▶ What you should do:
From the entries provided below, copy each line that contains the word "building".

[Dataset records Boundary: Start]

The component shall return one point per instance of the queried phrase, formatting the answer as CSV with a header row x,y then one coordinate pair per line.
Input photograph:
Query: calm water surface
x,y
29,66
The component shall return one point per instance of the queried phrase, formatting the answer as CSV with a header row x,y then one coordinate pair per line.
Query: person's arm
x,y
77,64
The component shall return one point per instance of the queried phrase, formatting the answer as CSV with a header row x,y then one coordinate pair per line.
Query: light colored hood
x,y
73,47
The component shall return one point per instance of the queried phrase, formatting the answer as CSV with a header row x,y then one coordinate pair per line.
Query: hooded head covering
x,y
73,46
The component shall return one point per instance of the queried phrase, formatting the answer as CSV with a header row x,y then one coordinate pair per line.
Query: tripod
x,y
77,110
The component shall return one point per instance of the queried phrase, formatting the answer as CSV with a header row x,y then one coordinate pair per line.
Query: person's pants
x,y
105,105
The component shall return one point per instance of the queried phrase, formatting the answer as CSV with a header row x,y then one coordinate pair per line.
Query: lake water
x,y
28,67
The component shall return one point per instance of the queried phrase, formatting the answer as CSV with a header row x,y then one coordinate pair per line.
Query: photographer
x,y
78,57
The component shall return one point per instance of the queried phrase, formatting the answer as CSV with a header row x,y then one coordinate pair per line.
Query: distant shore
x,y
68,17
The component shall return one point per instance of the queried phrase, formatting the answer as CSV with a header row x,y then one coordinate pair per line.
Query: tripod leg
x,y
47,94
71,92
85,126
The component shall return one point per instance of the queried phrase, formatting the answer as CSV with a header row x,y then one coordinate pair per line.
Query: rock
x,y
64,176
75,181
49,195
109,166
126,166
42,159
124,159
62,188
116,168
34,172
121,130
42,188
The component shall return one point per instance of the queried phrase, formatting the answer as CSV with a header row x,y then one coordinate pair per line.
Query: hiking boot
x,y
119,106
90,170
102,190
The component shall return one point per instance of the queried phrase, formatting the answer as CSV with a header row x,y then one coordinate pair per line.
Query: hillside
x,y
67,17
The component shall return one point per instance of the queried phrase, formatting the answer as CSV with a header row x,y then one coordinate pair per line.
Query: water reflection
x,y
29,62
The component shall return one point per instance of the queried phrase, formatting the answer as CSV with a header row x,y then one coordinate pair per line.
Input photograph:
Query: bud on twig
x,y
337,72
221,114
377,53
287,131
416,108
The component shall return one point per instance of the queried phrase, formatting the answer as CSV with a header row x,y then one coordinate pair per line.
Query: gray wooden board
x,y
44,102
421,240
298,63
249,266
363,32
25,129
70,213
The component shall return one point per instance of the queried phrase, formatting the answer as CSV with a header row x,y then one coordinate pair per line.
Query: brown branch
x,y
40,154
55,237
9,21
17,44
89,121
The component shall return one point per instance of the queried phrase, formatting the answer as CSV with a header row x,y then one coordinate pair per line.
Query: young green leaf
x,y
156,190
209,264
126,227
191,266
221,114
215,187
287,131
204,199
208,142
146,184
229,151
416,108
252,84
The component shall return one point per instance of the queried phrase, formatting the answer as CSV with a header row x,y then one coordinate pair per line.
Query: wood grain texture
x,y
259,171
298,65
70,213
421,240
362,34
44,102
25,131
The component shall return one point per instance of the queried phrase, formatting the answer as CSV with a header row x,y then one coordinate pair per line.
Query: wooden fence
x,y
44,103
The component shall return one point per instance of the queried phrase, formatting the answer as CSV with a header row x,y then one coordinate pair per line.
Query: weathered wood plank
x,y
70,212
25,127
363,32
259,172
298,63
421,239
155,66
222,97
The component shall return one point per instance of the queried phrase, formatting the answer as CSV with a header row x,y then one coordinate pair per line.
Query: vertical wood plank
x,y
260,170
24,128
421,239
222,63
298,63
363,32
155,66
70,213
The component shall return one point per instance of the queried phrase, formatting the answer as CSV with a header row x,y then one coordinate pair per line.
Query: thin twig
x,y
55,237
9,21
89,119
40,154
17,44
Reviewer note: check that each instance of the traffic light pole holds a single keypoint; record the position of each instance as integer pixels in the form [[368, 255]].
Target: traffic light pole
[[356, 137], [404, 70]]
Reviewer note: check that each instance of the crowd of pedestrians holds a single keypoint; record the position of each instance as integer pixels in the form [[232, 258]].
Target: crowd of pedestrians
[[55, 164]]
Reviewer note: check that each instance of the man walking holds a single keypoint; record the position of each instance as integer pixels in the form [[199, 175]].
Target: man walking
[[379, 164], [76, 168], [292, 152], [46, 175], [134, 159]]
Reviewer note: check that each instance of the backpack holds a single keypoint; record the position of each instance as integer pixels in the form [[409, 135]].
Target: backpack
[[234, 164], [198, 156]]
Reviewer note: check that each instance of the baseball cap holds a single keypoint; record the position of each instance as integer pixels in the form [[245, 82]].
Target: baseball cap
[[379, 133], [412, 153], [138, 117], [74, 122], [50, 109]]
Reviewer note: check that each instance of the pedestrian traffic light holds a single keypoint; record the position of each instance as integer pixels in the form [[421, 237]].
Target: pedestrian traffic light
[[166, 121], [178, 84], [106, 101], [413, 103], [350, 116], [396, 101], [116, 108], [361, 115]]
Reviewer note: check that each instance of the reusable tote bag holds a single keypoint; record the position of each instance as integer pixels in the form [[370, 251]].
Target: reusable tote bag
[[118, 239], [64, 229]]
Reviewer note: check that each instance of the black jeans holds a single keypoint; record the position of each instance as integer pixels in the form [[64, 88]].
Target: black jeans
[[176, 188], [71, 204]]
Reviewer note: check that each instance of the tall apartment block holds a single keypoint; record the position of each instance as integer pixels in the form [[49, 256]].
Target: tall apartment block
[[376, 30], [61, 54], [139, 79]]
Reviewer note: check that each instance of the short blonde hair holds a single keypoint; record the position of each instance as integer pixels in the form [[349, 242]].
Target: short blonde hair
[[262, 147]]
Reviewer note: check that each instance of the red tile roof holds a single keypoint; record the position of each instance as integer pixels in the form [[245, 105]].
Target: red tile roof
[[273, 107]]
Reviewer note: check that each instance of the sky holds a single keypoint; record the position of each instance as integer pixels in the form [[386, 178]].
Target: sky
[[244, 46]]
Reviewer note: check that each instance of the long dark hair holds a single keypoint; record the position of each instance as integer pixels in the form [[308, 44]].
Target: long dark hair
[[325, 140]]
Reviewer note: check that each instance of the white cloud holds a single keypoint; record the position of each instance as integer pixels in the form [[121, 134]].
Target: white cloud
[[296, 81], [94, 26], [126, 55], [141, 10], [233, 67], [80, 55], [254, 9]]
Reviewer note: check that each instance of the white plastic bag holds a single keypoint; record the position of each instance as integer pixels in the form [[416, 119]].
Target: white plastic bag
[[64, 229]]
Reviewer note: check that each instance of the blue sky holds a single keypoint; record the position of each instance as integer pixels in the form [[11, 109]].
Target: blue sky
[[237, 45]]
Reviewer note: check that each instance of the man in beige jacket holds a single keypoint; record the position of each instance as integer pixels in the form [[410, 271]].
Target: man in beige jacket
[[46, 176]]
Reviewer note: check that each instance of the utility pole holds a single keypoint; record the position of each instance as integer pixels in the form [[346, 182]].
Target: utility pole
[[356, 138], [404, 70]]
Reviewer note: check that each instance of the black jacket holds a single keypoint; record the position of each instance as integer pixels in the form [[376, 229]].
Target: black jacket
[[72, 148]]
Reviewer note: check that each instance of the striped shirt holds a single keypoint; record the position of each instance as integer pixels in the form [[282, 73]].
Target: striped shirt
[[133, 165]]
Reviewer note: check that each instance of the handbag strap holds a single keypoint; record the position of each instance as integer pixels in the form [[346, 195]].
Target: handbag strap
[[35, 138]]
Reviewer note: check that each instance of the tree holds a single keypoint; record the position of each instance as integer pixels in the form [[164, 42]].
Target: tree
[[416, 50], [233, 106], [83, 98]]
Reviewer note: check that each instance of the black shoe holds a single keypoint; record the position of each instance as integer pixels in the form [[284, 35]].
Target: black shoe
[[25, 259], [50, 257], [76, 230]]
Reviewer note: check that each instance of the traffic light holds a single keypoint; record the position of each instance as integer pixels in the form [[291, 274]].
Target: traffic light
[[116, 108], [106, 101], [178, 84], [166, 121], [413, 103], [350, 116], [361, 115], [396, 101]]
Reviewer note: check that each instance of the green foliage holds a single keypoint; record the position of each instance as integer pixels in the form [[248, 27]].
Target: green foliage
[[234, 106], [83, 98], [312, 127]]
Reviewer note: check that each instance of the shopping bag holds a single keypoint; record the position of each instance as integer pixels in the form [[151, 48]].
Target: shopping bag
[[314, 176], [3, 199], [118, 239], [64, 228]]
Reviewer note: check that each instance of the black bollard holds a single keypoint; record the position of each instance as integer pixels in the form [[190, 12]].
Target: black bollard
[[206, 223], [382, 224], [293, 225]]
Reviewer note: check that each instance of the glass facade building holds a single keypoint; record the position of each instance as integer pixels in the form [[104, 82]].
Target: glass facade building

[Dataset records Boundary: End]

▶ Solution for this exercise:
Reviewer note: check that each instance of the glass facade building holds a single keypoint; record the position of each instance as integer pixels in the form [[104, 82]].
Target: glass facade building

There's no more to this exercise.